MILWAUKEE – Marquette University and A. O. Smith Corporation have agreed to lead a top-level national initiative aimed at ensuring the continued global competitiveness of U.S. manufacturing. Focusing on water and manufacturing, the initiative will develop a sector study that includes evaluating the use and re-use of water, the energy-water nexus, identifying water-use related risk and highlighting new technologies for water use efficiency, in addition to exploring policies for water-manufacturing and energy across the United States.
This initiative is part of a larger action plan known as the U.S. Energy and Manufacturing Competitiveness Partnership (EMCP), a national effort of the Council on Competitiveness. It will solidify the Milwaukee region’s strength in both water and manufacturing, combining faculty expertise from Marquette and other academic institutions with A. O. Smith’s energy-efficient solutions in water heating and water treatment products as well as process technology innovations.

Challenges:
A – Answer these questions from the initiative announcement, one answer a line:
(i) Which two organizations agreed to lead the initiative?
(ii) What is the name of the larger action plan that the initiative belongs to?
(iii) Which council carries out that national effort?
B – Set down the initiative announcement word for word, between "MILWAUKEE – Marquette" and "the United States.", inclusive.

Image annotation data:
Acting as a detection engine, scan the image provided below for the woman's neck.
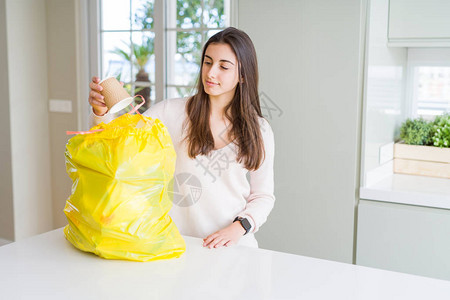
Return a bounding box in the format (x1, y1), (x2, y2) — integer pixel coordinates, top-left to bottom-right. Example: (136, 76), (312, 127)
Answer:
(209, 95), (232, 119)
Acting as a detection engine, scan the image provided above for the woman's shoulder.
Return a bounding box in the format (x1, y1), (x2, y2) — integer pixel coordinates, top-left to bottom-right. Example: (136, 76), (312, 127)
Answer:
(258, 117), (273, 136)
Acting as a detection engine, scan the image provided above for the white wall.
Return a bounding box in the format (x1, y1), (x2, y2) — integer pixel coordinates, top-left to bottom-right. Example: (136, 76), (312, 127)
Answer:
(46, 0), (80, 228)
(2, 0), (53, 240)
(0, 0), (14, 240)
(363, 0), (408, 184)
(239, 0), (366, 262)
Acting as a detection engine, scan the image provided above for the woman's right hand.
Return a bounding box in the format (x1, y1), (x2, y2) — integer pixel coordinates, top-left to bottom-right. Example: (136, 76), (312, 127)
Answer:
(89, 76), (108, 116)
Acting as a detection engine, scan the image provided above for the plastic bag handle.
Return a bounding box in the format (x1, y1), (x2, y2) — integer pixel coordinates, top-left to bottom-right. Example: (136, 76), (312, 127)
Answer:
(66, 95), (145, 135)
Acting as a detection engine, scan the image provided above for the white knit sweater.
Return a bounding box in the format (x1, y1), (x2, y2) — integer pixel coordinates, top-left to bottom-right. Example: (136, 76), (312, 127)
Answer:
(91, 98), (275, 247)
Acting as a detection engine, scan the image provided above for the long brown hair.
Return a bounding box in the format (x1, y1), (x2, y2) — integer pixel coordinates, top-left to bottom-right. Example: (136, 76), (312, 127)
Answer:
(185, 27), (265, 170)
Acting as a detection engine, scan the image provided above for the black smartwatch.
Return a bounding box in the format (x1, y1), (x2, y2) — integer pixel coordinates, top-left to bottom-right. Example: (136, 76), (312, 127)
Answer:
(233, 217), (252, 235)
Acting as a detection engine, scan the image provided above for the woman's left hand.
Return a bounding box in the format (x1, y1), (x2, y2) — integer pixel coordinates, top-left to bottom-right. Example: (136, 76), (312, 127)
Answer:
(203, 222), (245, 249)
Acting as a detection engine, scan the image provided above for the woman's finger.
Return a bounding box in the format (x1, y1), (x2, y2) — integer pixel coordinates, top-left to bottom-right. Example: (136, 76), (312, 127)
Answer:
(89, 99), (106, 107)
(214, 238), (229, 248)
(89, 82), (103, 92)
(89, 91), (104, 101)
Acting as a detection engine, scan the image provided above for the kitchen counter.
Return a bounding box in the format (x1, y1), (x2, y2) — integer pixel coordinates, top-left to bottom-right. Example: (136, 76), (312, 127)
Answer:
(0, 228), (450, 300)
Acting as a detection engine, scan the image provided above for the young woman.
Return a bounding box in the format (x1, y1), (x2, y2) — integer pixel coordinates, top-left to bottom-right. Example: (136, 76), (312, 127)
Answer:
(89, 27), (275, 248)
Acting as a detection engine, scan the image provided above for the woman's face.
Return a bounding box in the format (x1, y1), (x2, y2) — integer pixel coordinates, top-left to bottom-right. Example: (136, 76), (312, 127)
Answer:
(202, 44), (239, 100)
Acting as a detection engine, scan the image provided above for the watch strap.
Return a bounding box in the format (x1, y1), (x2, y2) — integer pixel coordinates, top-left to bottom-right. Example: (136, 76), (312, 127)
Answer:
(233, 216), (252, 235)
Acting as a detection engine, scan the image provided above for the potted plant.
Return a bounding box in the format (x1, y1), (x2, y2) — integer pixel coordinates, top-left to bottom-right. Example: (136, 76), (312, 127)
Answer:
(111, 38), (154, 111)
(394, 114), (450, 178)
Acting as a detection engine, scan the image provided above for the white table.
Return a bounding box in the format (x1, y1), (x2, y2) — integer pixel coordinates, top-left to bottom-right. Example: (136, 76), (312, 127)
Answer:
(0, 228), (450, 300)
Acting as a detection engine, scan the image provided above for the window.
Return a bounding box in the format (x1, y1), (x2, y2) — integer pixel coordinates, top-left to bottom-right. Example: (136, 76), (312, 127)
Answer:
(407, 48), (450, 119)
(165, 0), (230, 98)
(96, 0), (233, 109)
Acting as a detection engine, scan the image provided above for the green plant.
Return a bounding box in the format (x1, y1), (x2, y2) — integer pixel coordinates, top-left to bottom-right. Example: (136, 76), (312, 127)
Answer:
(400, 118), (434, 145)
(111, 38), (153, 71)
(432, 113), (450, 148)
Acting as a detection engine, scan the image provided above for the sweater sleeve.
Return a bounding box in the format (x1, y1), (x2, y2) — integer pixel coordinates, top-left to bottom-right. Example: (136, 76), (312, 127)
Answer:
(89, 101), (166, 128)
(239, 119), (275, 232)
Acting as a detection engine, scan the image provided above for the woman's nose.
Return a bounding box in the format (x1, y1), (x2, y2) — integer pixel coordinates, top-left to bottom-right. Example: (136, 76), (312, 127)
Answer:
(207, 65), (217, 78)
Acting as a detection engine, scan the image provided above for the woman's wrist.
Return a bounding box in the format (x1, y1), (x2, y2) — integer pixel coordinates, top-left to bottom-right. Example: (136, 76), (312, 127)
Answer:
(92, 107), (108, 117)
(233, 222), (246, 235)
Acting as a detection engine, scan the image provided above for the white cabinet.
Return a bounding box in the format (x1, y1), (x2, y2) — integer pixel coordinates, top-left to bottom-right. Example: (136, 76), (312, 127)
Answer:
(356, 200), (450, 280)
(388, 0), (450, 47)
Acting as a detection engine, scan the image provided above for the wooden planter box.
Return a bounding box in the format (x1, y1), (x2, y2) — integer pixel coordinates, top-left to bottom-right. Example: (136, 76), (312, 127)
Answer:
(394, 142), (450, 178)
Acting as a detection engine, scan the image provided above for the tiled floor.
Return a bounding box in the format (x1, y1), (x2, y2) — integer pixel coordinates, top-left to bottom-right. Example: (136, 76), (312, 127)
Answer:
(0, 239), (11, 247)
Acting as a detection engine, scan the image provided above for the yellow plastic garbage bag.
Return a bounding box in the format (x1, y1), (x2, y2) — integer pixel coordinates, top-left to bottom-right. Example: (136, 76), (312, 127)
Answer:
(64, 114), (186, 261)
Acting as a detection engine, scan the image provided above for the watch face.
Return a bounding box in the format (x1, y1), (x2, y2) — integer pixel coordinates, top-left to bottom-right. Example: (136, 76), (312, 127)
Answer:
(241, 218), (252, 233)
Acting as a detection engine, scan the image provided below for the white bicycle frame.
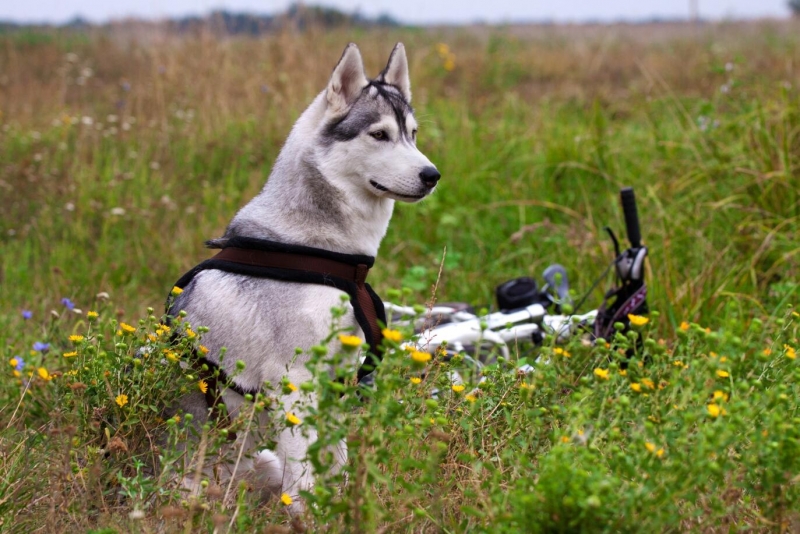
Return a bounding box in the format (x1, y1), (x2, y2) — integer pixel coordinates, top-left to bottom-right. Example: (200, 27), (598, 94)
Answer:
(384, 302), (597, 358)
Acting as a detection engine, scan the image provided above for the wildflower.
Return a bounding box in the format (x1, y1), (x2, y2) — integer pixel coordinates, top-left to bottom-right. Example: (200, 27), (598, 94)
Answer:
(594, 368), (608, 380)
(411, 350), (431, 363)
(339, 334), (363, 349)
(286, 412), (302, 426)
(706, 402), (725, 417)
(381, 328), (403, 343)
(628, 313), (650, 326)
(119, 323), (136, 334)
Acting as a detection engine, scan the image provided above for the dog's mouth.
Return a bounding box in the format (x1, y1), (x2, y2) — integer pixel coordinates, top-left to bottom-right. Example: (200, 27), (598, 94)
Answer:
(369, 180), (427, 200)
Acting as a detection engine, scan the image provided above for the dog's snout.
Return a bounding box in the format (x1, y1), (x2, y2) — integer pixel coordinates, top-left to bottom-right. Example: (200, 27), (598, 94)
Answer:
(419, 165), (442, 187)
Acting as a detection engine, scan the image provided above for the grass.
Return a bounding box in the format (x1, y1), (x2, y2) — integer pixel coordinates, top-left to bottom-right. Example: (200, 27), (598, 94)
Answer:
(0, 21), (800, 531)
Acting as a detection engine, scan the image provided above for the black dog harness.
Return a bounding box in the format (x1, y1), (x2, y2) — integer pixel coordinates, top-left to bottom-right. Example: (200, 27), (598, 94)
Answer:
(167, 237), (386, 428)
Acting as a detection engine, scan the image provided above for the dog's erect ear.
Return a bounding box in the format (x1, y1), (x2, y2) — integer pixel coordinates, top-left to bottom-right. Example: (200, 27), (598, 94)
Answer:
(326, 43), (369, 113)
(378, 43), (411, 102)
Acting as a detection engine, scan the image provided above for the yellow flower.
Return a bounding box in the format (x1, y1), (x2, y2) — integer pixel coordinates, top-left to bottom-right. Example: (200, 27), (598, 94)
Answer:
(594, 368), (608, 380)
(119, 323), (136, 334)
(286, 412), (302, 426)
(411, 350), (431, 363)
(628, 313), (650, 326)
(381, 328), (403, 343)
(553, 347), (572, 358)
(339, 334), (364, 349)
(706, 402), (725, 417)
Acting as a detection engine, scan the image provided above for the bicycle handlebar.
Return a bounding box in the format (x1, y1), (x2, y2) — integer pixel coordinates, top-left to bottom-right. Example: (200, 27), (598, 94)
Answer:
(619, 187), (642, 248)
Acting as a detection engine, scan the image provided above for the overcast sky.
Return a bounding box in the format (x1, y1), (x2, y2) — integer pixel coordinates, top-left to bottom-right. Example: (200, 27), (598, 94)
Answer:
(0, 0), (789, 24)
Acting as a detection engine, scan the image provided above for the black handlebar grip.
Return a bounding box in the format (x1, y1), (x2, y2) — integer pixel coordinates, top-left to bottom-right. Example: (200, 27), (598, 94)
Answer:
(619, 187), (642, 248)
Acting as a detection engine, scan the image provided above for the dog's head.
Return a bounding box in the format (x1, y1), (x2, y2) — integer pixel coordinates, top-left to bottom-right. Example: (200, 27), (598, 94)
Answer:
(317, 43), (441, 202)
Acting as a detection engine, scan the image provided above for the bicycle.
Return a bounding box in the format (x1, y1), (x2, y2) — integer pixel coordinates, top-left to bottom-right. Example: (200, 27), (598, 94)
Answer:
(384, 187), (648, 381)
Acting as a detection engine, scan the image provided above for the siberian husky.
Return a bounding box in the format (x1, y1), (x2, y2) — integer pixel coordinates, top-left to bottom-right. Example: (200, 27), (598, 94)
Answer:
(172, 43), (440, 512)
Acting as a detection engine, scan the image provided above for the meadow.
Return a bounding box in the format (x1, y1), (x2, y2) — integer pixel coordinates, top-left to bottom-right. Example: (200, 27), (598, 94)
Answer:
(0, 21), (800, 532)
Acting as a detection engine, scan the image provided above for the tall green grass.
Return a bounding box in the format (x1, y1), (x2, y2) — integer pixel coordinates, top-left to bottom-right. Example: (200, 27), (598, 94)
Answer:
(0, 22), (800, 531)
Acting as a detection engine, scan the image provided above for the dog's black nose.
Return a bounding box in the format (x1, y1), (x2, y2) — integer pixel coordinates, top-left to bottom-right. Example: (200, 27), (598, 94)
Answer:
(419, 165), (442, 187)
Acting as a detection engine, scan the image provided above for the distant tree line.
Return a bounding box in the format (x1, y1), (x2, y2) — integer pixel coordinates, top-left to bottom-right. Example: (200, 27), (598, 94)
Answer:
(0, 4), (400, 36)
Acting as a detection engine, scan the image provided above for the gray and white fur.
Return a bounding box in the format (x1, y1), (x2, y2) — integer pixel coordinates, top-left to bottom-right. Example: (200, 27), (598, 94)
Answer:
(173, 43), (440, 512)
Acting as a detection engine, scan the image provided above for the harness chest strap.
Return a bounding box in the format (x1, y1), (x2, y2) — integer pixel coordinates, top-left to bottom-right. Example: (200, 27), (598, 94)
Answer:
(167, 237), (386, 395)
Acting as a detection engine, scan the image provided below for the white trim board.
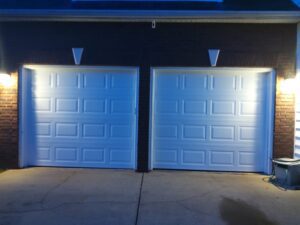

Set of answers:
A –
(i) Marquette University and A. O. Smith Corporation
(ii) The U.S. Energy and Manufacturing Competitiveness Partnership (EMCP)
(iii) The Council on Competitiveness

B –
MILWAUKEE – Marquette University and A. O. Smith Corporation have agreed to lead a top-level national initiative aimed at ensuring the continued global competitiveness of U.S. manufacturing. Focusing on water and manufacturing, the initiative will develop a sector study that includes evaluating the use and re-use of water, the energy-water nexus, identifying water-use related risk and highlighting new technologies for water use efficiency, in addition to exploring policies for water-manufacturing and energy across the United States.